Referring expression data:
########################################

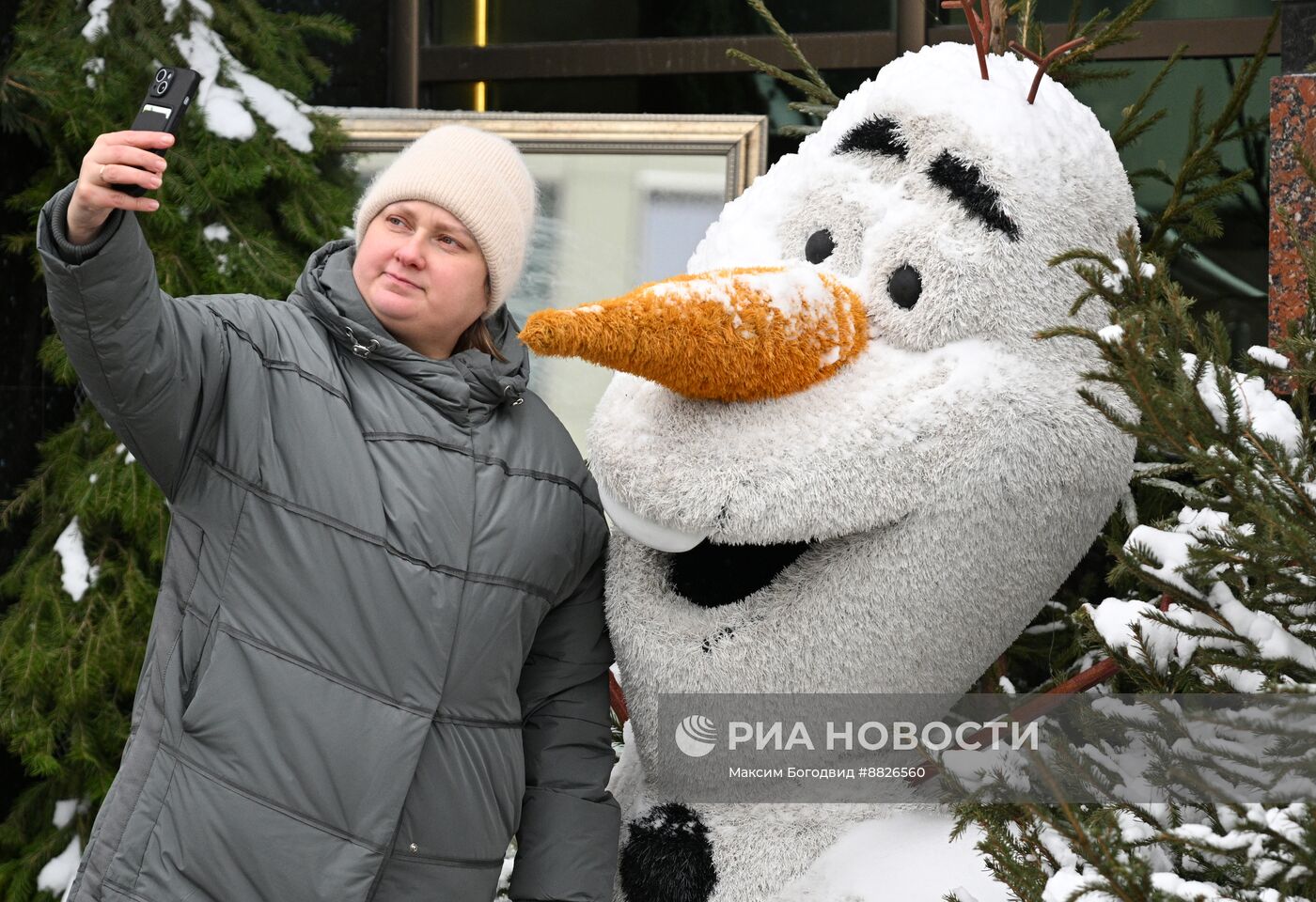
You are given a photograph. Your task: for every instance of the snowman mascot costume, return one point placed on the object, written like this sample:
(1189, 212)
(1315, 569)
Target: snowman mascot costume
(838, 458)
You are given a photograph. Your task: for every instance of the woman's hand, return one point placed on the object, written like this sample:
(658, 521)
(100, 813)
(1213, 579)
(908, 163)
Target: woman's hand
(116, 158)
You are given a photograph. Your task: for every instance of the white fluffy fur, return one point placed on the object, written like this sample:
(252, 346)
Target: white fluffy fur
(951, 476)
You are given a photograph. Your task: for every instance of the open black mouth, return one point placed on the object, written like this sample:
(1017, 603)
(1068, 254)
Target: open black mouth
(713, 575)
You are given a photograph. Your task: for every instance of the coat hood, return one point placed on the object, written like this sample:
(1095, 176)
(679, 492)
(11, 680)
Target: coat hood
(470, 381)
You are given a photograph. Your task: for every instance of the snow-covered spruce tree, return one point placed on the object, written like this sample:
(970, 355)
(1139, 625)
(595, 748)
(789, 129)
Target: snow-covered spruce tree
(1219, 526)
(254, 184)
(1216, 598)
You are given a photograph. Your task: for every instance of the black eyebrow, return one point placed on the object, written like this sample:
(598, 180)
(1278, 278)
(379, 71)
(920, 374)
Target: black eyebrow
(964, 183)
(877, 134)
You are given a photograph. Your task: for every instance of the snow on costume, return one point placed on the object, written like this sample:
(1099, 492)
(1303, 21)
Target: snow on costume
(379, 645)
(838, 458)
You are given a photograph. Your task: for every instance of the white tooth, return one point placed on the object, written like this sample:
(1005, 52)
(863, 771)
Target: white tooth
(655, 536)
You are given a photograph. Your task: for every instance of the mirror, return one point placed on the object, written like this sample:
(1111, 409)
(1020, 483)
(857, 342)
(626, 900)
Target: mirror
(624, 199)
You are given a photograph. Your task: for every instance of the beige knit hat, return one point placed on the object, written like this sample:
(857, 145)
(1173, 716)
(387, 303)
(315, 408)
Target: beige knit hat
(477, 177)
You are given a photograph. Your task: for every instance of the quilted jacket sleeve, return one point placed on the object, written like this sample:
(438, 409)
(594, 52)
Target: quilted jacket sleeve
(151, 365)
(568, 840)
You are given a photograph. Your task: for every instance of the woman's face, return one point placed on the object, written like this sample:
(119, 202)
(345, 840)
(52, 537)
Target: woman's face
(423, 275)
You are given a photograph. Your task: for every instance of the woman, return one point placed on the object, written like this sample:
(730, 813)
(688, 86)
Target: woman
(379, 645)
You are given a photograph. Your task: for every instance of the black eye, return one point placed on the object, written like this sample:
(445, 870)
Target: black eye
(819, 246)
(905, 286)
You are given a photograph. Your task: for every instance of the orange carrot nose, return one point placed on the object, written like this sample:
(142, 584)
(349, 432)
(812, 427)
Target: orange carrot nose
(727, 335)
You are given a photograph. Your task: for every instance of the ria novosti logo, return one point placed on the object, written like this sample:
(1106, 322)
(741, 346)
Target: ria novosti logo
(697, 735)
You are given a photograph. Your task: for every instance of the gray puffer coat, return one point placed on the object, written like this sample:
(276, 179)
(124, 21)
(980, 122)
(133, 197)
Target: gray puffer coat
(379, 645)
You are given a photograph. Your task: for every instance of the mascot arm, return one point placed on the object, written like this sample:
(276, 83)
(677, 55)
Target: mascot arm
(568, 836)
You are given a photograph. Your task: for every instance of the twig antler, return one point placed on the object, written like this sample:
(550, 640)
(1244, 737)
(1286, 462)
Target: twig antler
(1042, 62)
(979, 25)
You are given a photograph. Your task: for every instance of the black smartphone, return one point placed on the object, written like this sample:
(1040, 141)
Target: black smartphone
(166, 101)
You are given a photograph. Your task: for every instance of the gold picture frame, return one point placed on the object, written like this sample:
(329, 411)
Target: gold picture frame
(741, 141)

########################################

Give the records back verbatim, pictures excluded.

Reply to the exercise =>
You are given a photograph. Your task: for every instance of the snowman mascot costume, return one point placed on the object, written like this sample:
(1189, 212)
(1315, 569)
Target: snowman mascot costume
(838, 458)
You are given a photograph. Your task: for every instance of the woman's hand, return one point placed on the object, written like this sample:
(658, 521)
(100, 813)
(1213, 579)
(908, 163)
Target: woman's hand
(116, 158)
You are given a photograph. Your task: for every instance of the white fluffy fur, return one point placed on the object, written like this sample:
(252, 346)
Target: white fluffy fur
(951, 476)
You are given a photograph. Your task: for every instance of the open black mouth, return one point placed on the object, written like this sample:
(1017, 603)
(1068, 254)
Target: open black mouth
(713, 575)
You are given a photograph. Your task: for every instance of the coat hood, return one point placed on the object, written like this sample:
(1095, 176)
(679, 492)
(11, 680)
Target: coat hood
(470, 381)
You are given a photograph. Your task: for every instance of the snow-covered spruce tree, return one point placed on the object, written like this sample:
(970, 355)
(1139, 625)
(595, 748)
(789, 129)
Target: snow-covered spruce tree
(1219, 526)
(254, 184)
(1216, 598)
You are given a photograph. Your task: for every instance of the black eyebrow, return one point placed on the object, written like this sample:
(598, 180)
(1278, 278)
(379, 71)
(920, 374)
Target: black eyebrow
(964, 183)
(877, 134)
You are given a photograph. Your task: for every instance of the snow on costume, return one point placed on the object, written like this sample:
(1099, 492)
(1303, 21)
Target: snow on costume
(379, 645)
(838, 458)
You are given a photograph. Your task: for every instance of the white tooth, return one point placed on the object, written like this sample:
(1005, 52)
(863, 771)
Target: white tooth
(655, 536)
You are given a photograph. Your task: for every instance of the mirror, return one point placed on the object, written like this sample:
(1111, 409)
(1020, 483)
(857, 342)
(626, 900)
Target: mirror
(624, 199)
You are given a photograph. Your task: for every instance of the beige knit hat, return one point placed on the object, written like this sample:
(857, 145)
(1173, 716)
(387, 303)
(315, 408)
Target: beige knit hat
(477, 177)
You are given a photograph. Your task: for every instance of the quilted jacket sleeve, return one point placed on the object, written like this sample:
(438, 409)
(594, 52)
Target: quilted jacket sleeve
(151, 365)
(568, 840)
You are given a photograph. Your task: for every instance of the woman's face, return one point placed on the object, written like this sample:
(119, 202)
(345, 840)
(52, 537)
Target: woman's face
(423, 275)
You are given a photograph. Your task: for every instance of the woman, return one point placed on the object, written like this sample:
(730, 813)
(688, 86)
Target: woman
(379, 645)
You are given a photograph. Your task: for every instance of the black eye, return one point placed on the object, written like this sample:
(445, 870)
Target: black eye
(819, 246)
(905, 286)
You are given a photograph. Your task: for every instance of the orange carrot nose, return one point placed on the object, written like this sample:
(142, 584)
(349, 432)
(812, 427)
Target: orange carrot nose
(727, 335)
You are given a photograph. Your task: for every instance of the ria novosti logo, return one point placed on the object, written like this sample:
(1106, 322)
(741, 346)
Target: ria novosti logo
(697, 735)
You are given a photograph. Your task: for every instance of the gray puffer coat, return one point placed on the object, written like this sample:
(276, 179)
(124, 21)
(980, 122)
(133, 197)
Target: gray puffer coat
(379, 645)
You are given a photograph. Your task: for every instance of the mascot arm, return one point placed on the object, written like this sample:
(276, 83)
(677, 55)
Target: mascot arm
(568, 836)
You are given a photograph. Your task: for every instance of the twig antler, return one point placed on the object, written like this sample:
(550, 640)
(1244, 737)
(1286, 462)
Target: twig antler
(1042, 62)
(979, 25)
You are given a photograph. Your task: for every instance of the black smartphone, return one point placed on the object, written like this sample:
(1040, 141)
Target: black smartphone
(166, 101)
You are given a photograph. Your task: for every instance of the gold picture frame, return one point placed on the object, written like this sample:
(329, 411)
Target: gold picture frame
(741, 141)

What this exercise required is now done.